Collected data ::
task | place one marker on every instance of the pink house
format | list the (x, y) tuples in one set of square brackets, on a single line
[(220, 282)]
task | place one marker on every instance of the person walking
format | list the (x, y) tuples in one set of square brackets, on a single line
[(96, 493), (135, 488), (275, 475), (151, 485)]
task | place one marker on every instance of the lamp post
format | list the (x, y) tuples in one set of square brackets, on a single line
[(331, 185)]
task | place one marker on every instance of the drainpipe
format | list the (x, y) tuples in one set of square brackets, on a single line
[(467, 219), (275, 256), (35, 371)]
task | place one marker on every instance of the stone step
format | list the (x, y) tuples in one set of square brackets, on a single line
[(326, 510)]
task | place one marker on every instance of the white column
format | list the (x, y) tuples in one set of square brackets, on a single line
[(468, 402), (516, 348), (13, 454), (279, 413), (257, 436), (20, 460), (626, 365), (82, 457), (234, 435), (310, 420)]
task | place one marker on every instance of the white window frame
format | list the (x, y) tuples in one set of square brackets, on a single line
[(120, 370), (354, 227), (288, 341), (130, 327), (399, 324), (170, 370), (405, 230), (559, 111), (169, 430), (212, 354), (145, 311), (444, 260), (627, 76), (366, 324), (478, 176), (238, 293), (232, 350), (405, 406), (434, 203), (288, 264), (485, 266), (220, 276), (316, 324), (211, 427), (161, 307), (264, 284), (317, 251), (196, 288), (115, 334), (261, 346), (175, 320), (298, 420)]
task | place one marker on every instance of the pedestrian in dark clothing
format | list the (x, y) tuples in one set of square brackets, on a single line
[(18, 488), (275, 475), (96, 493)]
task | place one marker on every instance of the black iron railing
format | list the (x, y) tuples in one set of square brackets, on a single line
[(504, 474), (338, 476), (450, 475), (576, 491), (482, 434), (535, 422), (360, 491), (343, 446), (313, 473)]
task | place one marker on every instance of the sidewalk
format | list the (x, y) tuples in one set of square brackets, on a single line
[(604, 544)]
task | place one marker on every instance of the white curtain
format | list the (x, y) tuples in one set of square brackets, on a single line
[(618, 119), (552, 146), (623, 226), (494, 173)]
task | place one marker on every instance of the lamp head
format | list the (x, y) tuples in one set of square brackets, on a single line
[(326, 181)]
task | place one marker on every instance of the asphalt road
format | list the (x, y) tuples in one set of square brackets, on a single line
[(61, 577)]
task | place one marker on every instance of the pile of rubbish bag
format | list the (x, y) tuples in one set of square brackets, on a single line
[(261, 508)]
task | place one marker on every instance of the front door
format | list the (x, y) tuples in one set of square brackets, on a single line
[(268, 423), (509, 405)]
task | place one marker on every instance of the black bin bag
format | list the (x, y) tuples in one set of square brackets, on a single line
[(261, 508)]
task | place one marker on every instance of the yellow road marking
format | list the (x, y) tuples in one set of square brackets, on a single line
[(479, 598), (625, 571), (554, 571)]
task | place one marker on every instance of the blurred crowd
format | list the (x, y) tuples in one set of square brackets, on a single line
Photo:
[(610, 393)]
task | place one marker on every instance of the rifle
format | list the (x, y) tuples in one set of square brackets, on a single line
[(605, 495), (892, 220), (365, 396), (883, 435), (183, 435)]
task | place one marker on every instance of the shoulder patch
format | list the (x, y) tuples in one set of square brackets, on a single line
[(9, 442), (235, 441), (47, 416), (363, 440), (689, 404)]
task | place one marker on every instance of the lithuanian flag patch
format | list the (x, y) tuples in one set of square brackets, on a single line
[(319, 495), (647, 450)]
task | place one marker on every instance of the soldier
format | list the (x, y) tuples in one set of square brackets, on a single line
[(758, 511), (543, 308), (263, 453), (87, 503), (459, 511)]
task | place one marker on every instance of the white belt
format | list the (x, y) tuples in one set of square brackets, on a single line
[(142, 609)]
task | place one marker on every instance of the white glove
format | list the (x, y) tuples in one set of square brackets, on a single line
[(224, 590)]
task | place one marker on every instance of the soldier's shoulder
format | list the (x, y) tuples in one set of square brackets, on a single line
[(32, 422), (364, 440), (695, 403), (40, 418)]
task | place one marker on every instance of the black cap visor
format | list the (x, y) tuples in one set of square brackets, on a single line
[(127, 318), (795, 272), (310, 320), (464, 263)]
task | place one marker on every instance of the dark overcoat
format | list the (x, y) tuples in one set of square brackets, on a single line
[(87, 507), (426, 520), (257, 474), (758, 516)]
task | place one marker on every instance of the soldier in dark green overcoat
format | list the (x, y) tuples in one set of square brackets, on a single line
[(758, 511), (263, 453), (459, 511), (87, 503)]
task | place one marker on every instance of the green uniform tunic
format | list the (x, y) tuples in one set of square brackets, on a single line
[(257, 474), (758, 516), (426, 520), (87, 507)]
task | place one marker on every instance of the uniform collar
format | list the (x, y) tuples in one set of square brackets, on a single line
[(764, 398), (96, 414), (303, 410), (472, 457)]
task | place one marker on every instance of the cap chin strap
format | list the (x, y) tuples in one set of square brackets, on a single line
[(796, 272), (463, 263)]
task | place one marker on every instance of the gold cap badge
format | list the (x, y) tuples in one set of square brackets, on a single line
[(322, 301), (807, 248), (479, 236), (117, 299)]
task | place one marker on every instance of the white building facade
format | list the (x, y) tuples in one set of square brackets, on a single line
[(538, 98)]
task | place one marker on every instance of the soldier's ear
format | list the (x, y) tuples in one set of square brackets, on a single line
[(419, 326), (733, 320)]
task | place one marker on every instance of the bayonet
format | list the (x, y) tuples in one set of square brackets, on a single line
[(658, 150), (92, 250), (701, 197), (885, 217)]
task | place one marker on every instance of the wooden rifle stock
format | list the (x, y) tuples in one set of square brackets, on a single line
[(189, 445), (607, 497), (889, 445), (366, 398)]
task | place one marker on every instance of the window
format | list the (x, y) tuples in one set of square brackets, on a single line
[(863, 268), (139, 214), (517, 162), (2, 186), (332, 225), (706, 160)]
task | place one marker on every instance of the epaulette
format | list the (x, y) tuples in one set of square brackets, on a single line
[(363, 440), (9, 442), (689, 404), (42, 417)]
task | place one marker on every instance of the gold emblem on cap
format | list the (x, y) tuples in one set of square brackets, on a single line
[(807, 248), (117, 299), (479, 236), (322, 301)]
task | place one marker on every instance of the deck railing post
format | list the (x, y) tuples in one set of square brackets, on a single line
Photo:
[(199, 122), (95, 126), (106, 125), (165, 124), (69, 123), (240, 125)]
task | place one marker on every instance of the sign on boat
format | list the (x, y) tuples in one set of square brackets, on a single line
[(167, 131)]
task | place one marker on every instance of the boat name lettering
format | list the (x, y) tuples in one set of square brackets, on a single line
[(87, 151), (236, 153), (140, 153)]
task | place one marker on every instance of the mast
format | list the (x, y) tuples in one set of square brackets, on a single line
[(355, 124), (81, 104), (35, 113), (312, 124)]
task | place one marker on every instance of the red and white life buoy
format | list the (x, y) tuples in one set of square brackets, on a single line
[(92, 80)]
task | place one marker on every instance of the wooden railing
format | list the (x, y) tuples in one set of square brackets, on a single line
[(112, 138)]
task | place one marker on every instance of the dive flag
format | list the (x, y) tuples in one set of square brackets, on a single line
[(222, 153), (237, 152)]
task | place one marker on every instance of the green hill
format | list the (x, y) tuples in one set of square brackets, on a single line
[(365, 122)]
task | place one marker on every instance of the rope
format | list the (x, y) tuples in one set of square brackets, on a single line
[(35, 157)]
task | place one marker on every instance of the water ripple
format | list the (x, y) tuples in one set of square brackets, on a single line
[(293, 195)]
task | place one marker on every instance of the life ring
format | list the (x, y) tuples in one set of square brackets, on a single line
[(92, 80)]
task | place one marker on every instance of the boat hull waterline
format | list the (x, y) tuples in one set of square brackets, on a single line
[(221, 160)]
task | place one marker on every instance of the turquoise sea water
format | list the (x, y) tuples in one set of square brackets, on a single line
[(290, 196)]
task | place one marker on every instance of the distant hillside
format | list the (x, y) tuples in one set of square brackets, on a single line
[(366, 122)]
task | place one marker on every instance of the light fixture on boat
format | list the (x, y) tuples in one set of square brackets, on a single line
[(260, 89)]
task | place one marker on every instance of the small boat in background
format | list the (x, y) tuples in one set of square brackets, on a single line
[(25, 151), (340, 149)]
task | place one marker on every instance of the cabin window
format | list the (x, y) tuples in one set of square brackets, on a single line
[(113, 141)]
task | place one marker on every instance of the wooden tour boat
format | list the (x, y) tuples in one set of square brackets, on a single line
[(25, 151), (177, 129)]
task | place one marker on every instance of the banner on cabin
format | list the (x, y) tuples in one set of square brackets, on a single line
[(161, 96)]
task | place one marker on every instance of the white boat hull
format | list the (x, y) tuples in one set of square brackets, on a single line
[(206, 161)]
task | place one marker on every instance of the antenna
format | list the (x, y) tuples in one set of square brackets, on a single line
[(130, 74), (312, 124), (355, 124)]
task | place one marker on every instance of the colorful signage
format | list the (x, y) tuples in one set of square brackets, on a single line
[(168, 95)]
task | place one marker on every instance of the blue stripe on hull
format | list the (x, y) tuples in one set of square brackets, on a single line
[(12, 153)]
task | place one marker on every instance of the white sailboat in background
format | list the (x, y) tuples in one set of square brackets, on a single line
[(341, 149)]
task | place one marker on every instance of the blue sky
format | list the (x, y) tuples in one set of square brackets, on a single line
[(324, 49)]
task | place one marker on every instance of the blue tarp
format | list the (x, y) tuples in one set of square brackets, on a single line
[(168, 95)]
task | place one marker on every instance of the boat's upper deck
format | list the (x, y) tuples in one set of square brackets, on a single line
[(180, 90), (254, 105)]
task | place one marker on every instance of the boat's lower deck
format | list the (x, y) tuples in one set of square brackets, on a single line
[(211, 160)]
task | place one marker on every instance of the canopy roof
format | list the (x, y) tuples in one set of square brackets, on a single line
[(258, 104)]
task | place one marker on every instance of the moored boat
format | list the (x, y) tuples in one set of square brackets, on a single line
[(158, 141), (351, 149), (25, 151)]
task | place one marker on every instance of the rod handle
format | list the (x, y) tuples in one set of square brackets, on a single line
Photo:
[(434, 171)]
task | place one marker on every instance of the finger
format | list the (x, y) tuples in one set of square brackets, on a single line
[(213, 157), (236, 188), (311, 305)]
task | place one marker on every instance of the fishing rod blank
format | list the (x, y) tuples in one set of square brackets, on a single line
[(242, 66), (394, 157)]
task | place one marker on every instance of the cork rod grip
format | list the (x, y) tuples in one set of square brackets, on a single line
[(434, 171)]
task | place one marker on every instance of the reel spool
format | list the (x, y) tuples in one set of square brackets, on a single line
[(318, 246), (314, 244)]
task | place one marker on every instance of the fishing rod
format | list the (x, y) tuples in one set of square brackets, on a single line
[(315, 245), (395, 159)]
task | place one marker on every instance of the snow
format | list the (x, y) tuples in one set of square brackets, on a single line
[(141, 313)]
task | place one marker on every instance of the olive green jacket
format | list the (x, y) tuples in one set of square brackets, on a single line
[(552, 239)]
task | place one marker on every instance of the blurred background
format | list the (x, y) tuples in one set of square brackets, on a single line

Problem :: Give back exactly the lines above starting at the line where "wooden tour boat" appears and ending at the line where "white boat hull" appears, both included, with no other lines.

Answer to the exercise ::
task | place one marker on every instance of the wooden tour boat
format | list the (x, y) tuples in one set of square brackets, on a single line
[(25, 151), (177, 129)]
task | place one marker on every instance of the banner on cabin
format | list the (x, y) tuples in one set of square brackets, on a single line
[(161, 96)]
task | place one marker on every instance of the white boat hull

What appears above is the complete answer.